RECORDS PROVIDED:
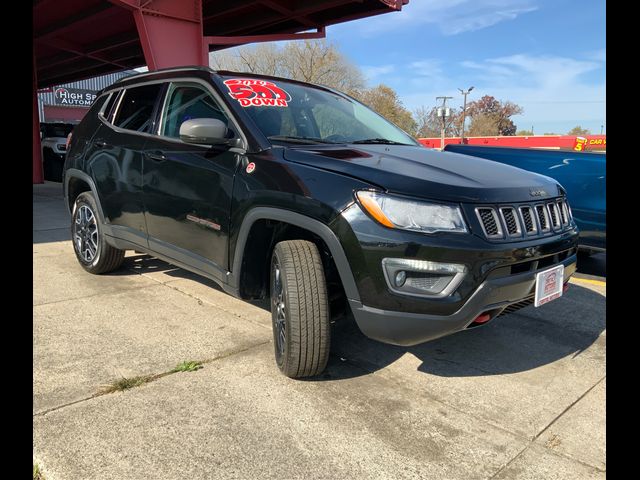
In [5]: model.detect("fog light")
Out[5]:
[396,270,407,287]
[382,258,467,298]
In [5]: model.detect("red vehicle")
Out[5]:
[418,135,607,152]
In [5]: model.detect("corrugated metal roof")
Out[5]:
[38,70,140,122]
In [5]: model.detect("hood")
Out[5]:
[284,145,560,203]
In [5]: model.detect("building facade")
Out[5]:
[38,70,138,124]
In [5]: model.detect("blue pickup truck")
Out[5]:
[445,145,607,252]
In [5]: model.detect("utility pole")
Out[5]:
[436,97,453,150]
[458,87,473,145]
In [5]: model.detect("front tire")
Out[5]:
[270,240,331,378]
[71,192,125,274]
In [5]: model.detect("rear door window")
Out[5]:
[160,83,229,138]
[102,90,120,120]
[113,83,162,133]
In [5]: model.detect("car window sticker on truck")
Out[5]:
[224,78,291,107]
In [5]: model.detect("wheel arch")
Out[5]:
[64,168,105,224]
[229,207,360,301]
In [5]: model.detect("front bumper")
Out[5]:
[349,254,577,346]
[349,254,577,346]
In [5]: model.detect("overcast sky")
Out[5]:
[327,0,606,134]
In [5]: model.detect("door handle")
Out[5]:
[145,152,167,162]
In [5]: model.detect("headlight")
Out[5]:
[356,190,467,233]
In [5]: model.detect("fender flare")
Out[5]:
[64,168,105,225]
[228,207,360,302]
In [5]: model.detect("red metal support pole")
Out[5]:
[110,0,209,70]
[33,52,44,184]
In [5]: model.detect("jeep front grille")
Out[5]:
[536,205,550,232]
[475,199,571,240]
[476,208,502,238]
[500,207,521,237]
[547,202,561,230]
[520,206,538,235]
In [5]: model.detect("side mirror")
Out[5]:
[180,118,230,145]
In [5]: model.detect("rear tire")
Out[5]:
[270,240,331,378]
[71,192,125,274]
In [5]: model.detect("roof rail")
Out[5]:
[110,65,213,86]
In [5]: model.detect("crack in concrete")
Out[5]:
[33,284,157,308]
[127,257,270,329]
[488,375,607,480]
[33,340,271,417]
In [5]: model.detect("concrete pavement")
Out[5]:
[33,184,606,480]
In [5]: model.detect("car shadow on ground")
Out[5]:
[119,254,606,381]
[578,253,607,280]
[324,285,606,379]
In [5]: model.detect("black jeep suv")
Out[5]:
[63,67,578,377]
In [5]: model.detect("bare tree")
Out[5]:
[413,105,462,138]
[211,40,364,94]
[356,84,417,135]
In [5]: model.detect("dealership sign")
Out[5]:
[54,87,96,107]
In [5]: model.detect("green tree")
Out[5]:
[467,95,524,136]
[567,125,591,137]
[354,84,417,135]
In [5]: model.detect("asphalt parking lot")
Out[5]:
[33,183,606,480]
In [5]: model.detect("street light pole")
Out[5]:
[436,97,453,150]
[458,87,473,144]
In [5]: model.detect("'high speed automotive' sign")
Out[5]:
[54,87,96,107]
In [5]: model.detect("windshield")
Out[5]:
[222,76,419,145]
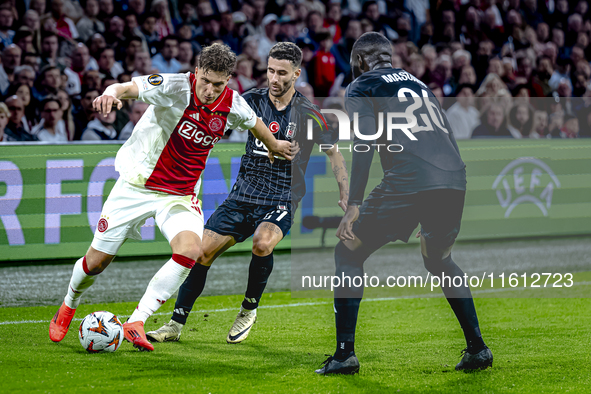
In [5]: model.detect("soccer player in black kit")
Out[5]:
[146,42,349,343]
[316,32,493,374]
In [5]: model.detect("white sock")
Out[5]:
[128,255,191,323]
[240,305,257,315]
[64,257,96,309]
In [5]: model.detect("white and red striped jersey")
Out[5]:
[115,72,257,195]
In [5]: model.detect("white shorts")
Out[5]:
[92,178,204,255]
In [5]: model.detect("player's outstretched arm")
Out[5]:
[92,81,139,116]
[250,118,294,162]
[324,145,349,212]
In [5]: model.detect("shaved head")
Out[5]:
[351,32,392,78]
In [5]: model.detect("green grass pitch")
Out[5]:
[0,286,591,393]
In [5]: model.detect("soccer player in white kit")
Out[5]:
[49,44,293,351]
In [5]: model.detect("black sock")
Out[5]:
[172,263,209,324]
[423,254,485,354]
[242,252,273,310]
[334,242,369,360]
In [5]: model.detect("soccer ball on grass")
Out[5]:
[78,311,123,353]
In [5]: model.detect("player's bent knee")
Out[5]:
[252,241,275,257]
[423,254,452,276]
[252,236,276,257]
[85,247,115,275]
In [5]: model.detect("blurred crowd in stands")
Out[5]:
[0,0,591,142]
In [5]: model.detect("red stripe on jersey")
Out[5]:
[145,74,234,196]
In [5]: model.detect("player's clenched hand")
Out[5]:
[337,205,359,241]
[92,94,123,116]
[267,141,300,163]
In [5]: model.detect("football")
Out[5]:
[78,311,123,353]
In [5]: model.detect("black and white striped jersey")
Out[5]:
[228,89,338,205]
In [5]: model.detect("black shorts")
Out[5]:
[353,189,466,249]
[205,199,293,242]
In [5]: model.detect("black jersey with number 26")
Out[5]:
[345,68,466,204]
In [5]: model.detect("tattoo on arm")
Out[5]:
[330,152,349,190]
[203,229,221,240]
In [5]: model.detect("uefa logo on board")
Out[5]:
[492,157,560,218]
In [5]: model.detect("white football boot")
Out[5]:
[226,307,257,343]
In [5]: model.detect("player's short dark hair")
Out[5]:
[198,43,236,75]
[269,42,302,69]
[456,83,476,96]
[41,31,59,42]
[80,85,100,99]
[351,31,392,59]
[160,34,179,48]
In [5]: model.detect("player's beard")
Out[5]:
[267,78,293,97]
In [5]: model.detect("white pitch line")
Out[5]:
[0,281,591,326]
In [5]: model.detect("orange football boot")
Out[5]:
[49,302,76,342]
[123,321,154,352]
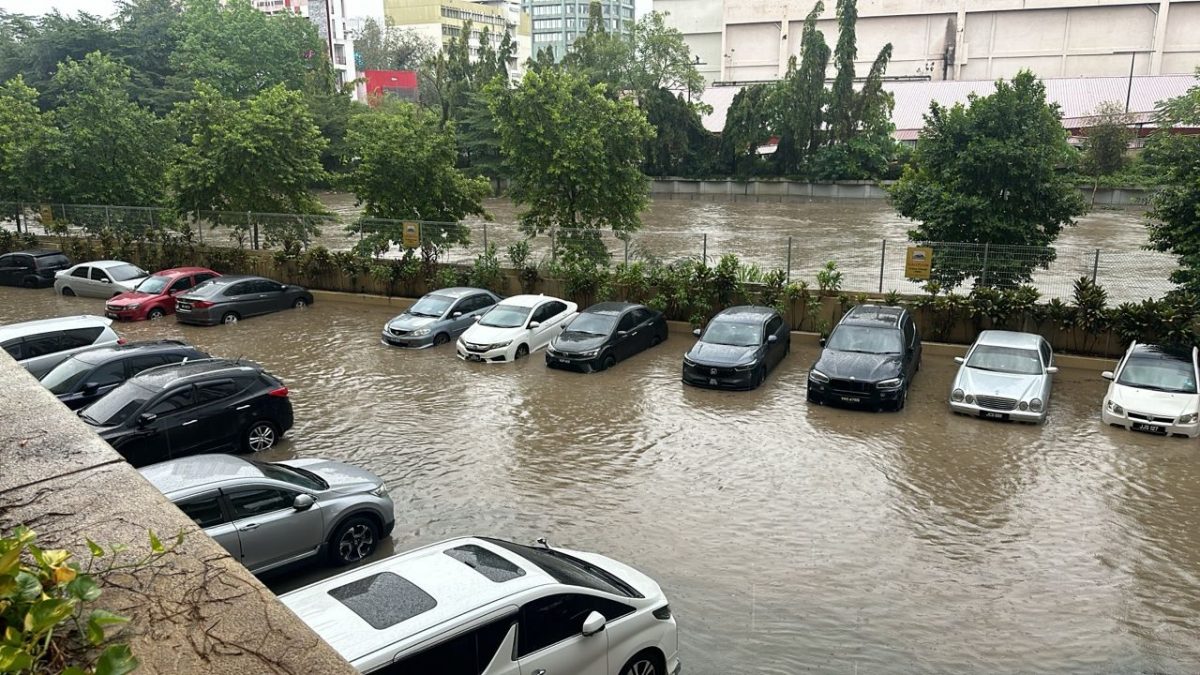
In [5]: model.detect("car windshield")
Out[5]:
[1117,357,1196,394]
[826,325,904,354]
[701,321,762,347]
[42,357,96,395]
[79,382,154,426]
[250,460,329,490]
[479,305,530,328]
[104,264,148,281]
[967,345,1042,375]
[564,312,617,335]
[404,295,454,318]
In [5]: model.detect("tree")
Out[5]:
[892,71,1085,285]
[54,52,174,205]
[492,68,653,249]
[1145,70,1200,292]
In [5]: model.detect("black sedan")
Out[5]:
[546,303,667,372]
[683,305,791,389]
[175,275,312,325]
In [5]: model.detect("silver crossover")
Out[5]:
[950,330,1058,423]
[140,455,396,574]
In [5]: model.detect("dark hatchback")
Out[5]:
[0,249,71,288]
[546,303,667,372]
[79,359,293,466]
[683,305,791,389]
[42,340,209,410]
[808,305,920,411]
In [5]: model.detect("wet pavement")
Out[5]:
[0,288,1200,674]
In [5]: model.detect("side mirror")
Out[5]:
[583,611,605,638]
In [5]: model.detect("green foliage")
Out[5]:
[892,71,1084,286]
[0,526,184,675]
[492,68,653,243]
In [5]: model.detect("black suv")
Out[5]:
[42,340,209,410]
[0,249,71,288]
[809,305,920,411]
[79,359,292,466]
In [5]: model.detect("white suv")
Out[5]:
[280,537,680,675]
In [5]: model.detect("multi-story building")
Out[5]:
[383,0,532,80]
[521,0,638,61]
[657,0,1200,82]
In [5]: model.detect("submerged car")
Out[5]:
[808,305,920,411]
[175,275,312,325]
[54,261,150,298]
[280,537,680,675]
[104,267,221,321]
[142,455,396,574]
[1100,342,1200,438]
[546,303,667,372]
[383,283,500,348]
[950,330,1058,423]
[683,305,791,389]
[455,295,580,363]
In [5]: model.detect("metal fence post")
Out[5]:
[880,239,888,293]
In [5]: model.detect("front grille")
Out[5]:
[976,396,1016,411]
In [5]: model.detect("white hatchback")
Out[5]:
[1100,342,1200,438]
[280,537,680,675]
[456,295,580,363]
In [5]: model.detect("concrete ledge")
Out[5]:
[0,354,355,675]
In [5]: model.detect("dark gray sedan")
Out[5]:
[175,275,312,325]
[383,287,500,348]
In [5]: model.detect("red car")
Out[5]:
[104,267,221,321]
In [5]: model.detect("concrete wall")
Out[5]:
[0,353,355,675]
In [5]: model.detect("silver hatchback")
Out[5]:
[140,455,396,574]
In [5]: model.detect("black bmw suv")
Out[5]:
[79,359,293,466]
[42,340,209,410]
[808,305,920,410]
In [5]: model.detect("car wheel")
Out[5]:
[242,419,280,453]
[329,515,379,565]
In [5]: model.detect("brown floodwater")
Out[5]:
[0,288,1200,675]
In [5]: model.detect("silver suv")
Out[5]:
[140,455,396,574]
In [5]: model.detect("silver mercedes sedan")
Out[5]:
[950,330,1058,424]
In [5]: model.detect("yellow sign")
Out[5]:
[401,222,421,249]
[904,246,934,279]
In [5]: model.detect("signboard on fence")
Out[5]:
[904,246,934,280]
[401,222,421,249]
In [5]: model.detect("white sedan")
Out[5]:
[456,295,580,363]
[1100,342,1200,438]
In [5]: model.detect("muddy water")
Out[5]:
[0,288,1200,675]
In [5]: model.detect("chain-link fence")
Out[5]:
[0,202,1177,303]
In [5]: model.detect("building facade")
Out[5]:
[521,0,638,61]
[657,0,1200,82]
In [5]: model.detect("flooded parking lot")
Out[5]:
[0,288,1200,674]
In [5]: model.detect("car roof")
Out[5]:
[0,315,113,340]
[713,305,779,322]
[280,537,556,661]
[976,330,1042,350]
[139,454,263,497]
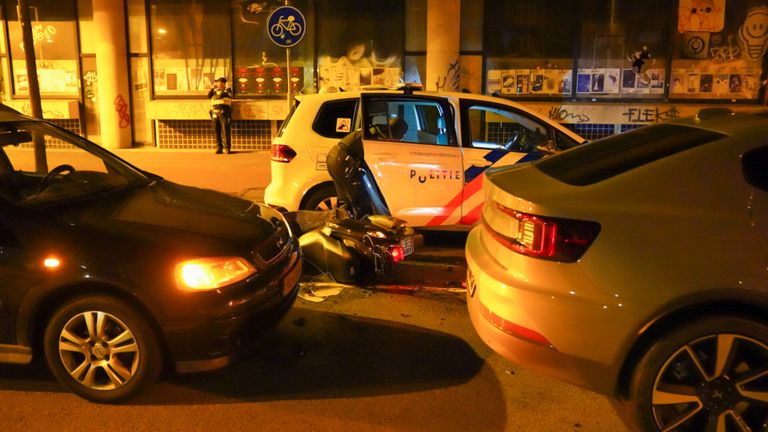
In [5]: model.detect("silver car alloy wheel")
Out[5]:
[651,333,768,432]
[58,311,140,390]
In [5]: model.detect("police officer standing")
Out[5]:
[208,77,232,154]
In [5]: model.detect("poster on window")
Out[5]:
[515,69,531,95]
[576,69,592,94]
[317,0,405,90]
[485,69,502,94]
[531,69,562,95]
[603,68,621,94]
[621,69,637,94]
[669,69,686,95]
[647,69,665,94]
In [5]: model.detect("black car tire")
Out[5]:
[43,296,162,403]
[302,185,338,211]
[620,315,768,432]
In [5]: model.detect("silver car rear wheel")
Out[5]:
[631,317,768,432]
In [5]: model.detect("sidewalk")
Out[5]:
[110,148,270,201]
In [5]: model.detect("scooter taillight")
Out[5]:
[389,245,405,263]
[271,144,296,163]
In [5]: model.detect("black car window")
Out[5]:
[535,124,725,186]
[741,147,768,190]
[312,99,357,139]
[0,121,150,205]
[461,100,576,153]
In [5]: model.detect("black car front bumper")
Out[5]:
[164,248,301,373]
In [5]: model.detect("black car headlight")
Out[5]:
[176,257,256,291]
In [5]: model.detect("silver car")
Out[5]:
[466,110,768,431]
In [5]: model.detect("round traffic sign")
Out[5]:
[267,6,307,48]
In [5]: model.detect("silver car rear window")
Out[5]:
[535,124,725,186]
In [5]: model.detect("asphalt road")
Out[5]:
[0,150,624,432]
[0,288,624,432]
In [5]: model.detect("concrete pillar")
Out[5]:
[93,0,131,148]
[424,0,461,91]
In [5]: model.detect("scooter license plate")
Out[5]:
[400,237,413,256]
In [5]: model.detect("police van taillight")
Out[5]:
[271,144,296,163]
[483,203,600,262]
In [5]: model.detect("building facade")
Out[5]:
[0,0,768,150]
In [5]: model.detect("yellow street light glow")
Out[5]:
[43,257,61,269]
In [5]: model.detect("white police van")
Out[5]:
[264,87,585,230]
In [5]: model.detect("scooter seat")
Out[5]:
[368,215,405,230]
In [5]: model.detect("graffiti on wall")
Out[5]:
[549,105,590,123]
[622,105,680,123]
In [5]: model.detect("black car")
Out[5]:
[0,109,301,402]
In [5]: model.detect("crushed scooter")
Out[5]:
[285,133,423,286]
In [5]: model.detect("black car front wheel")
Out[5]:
[44,296,162,403]
[625,316,768,432]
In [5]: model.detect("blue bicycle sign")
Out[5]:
[267,6,307,48]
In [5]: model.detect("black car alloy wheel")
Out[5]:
[44,296,161,403]
[631,316,768,432]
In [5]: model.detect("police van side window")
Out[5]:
[464,105,550,153]
[312,99,357,139]
[365,97,452,146]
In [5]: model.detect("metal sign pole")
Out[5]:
[285,0,291,112]
[266,0,307,111]
[285,47,292,112]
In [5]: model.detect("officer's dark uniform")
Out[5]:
[208,77,232,153]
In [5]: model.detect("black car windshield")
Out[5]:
[0,120,151,206]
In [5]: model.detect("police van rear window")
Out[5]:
[312,99,357,139]
[536,124,725,186]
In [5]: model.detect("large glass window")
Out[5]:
[126,0,147,54]
[483,0,578,97]
[669,0,768,100]
[317,0,405,90]
[149,0,232,96]
[575,0,673,98]
[232,0,314,96]
[4,0,79,97]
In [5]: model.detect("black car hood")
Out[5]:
[44,181,283,243]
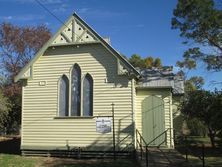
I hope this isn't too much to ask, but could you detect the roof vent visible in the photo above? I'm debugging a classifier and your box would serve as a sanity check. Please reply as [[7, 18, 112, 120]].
[[103, 37, 111, 45]]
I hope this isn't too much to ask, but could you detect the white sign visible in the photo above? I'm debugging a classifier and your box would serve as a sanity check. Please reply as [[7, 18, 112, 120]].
[[96, 117, 111, 133]]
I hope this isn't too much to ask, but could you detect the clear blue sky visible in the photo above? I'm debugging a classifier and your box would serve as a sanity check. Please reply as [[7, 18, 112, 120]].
[[0, 0, 222, 89]]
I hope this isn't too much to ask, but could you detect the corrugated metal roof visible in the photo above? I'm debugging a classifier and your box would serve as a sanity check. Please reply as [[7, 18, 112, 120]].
[[137, 67, 184, 94]]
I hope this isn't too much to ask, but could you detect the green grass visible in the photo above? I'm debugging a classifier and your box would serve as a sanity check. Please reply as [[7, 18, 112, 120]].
[[0, 154, 138, 167], [176, 136, 222, 167]]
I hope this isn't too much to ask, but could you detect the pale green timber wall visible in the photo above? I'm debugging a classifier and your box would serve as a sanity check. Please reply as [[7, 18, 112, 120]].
[[21, 44, 134, 150], [135, 89, 174, 148]]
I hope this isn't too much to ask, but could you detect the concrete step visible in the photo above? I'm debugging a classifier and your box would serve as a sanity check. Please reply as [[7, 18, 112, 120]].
[[137, 147, 190, 167]]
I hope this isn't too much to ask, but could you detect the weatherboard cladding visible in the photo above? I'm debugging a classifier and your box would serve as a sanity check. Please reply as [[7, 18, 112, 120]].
[[135, 89, 172, 147], [21, 44, 133, 151], [14, 13, 140, 82]]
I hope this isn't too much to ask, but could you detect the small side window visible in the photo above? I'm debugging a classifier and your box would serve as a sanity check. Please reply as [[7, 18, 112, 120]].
[[59, 75, 69, 117], [83, 74, 93, 116]]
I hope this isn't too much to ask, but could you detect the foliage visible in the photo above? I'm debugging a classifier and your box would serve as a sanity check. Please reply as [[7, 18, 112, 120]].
[[184, 76, 204, 92], [129, 54, 162, 69], [129, 54, 145, 68], [0, 23, 51, 133], [172, 0, 222, 71], [186, 118, 207, 137], [0, 23, 51, 77], [181, 90, 222, 147]]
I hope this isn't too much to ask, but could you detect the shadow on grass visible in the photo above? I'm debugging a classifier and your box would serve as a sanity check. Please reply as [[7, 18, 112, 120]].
[[43, 158, 138, 167], [0, 137, 21, 155]]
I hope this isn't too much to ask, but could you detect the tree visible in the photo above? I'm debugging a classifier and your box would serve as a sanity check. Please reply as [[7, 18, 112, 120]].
[[181, 90, 222, 147], [153, 58, 162, 68], [172, 0, 222, 71], [129, 54, 145, 68], [144, 56, 153, 68], [184, 76, 204, 93], [129, 54, 162, 69], [0, 23, 51, 132]]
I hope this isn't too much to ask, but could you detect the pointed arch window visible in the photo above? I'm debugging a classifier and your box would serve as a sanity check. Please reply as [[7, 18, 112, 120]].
[[83, 74, 93, 116], [59, 75, 69, 117], [71, 64, 81, 116]]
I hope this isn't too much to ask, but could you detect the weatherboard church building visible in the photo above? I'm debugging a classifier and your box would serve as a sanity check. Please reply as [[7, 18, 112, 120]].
[[15, 14, 183, 155]]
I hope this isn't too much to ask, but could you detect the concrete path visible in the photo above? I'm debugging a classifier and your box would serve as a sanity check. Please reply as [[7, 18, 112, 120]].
[[138, 148, 190, 167]]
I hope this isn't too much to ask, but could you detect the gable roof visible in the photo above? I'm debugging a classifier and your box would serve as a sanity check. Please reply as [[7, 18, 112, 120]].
[[14, 13, 140, 82]]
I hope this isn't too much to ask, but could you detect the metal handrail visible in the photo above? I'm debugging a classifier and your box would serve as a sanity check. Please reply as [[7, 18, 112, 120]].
[[136, 129, 149, 167], [147, 128, 173, 146]]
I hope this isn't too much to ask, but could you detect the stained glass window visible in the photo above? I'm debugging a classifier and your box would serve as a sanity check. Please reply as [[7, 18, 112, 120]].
[[83, 74, 93, 116], [71, 64, 81, 116], [59, 75, 69, 117]]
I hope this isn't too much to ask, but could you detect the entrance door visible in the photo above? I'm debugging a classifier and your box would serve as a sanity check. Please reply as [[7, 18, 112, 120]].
[[142, 96, 165, 146]]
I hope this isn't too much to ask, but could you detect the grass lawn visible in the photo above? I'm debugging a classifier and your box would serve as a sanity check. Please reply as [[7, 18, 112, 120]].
[[0, 154, 138, 167], [0, 136, 138, 167], [176, 136, 222, 167]]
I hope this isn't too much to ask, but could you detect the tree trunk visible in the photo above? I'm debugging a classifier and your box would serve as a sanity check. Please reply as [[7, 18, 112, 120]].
[[208, 127, 216, 148]]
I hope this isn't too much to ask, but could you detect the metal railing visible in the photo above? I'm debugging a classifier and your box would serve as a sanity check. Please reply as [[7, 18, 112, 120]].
[[183, 137, 205, 167], [147, 128, 173, 148], [136, 129, 149, 167]]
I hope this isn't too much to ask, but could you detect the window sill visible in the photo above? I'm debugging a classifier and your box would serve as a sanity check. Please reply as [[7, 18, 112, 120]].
[[54, 116, 95, 119]]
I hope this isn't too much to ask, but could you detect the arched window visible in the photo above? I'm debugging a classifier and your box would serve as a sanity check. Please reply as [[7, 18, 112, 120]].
[[59, 75, 69, 117], [83, 74, 93, 116], [71, 64, 81, 116]]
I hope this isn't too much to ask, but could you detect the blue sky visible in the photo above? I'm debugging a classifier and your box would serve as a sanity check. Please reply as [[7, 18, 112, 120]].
[[0, 0, 222, 89]]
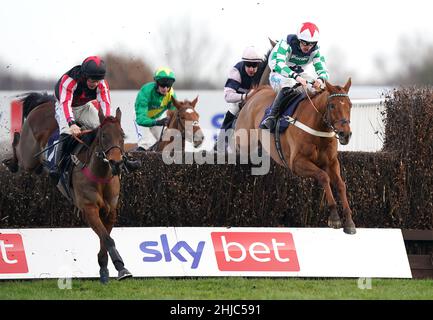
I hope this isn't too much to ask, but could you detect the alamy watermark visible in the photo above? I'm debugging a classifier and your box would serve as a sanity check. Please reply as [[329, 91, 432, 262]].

WRITTEN PROBLEM:
Starting at the beginning of the items and ending at the line that contains "[38,70,138,124]", write those lines out again in full, changing only the bounding-box coordinates: multiply each by 1.45 and round to a whole number, with halves rounding up. Leave the pictures out and give nothing beyond those lines.

FULL OUTPUT:
In [5]: model.detect("fog light")
Out[5]:
[574,392,590,416]
[554,374,677,432]
In [5]: model.detect("red vehicle")
Out[5]:
[606,196,880,220]
In [5]: model.detect("corrugated metal roof")
Out[5]:
[55,102,203,177]
In [5]: model.detect("hood")
Out[5]:
[412,210,812,294]
In [5]: model.detect("building facade")
Out[5]:
[55,102,200,180]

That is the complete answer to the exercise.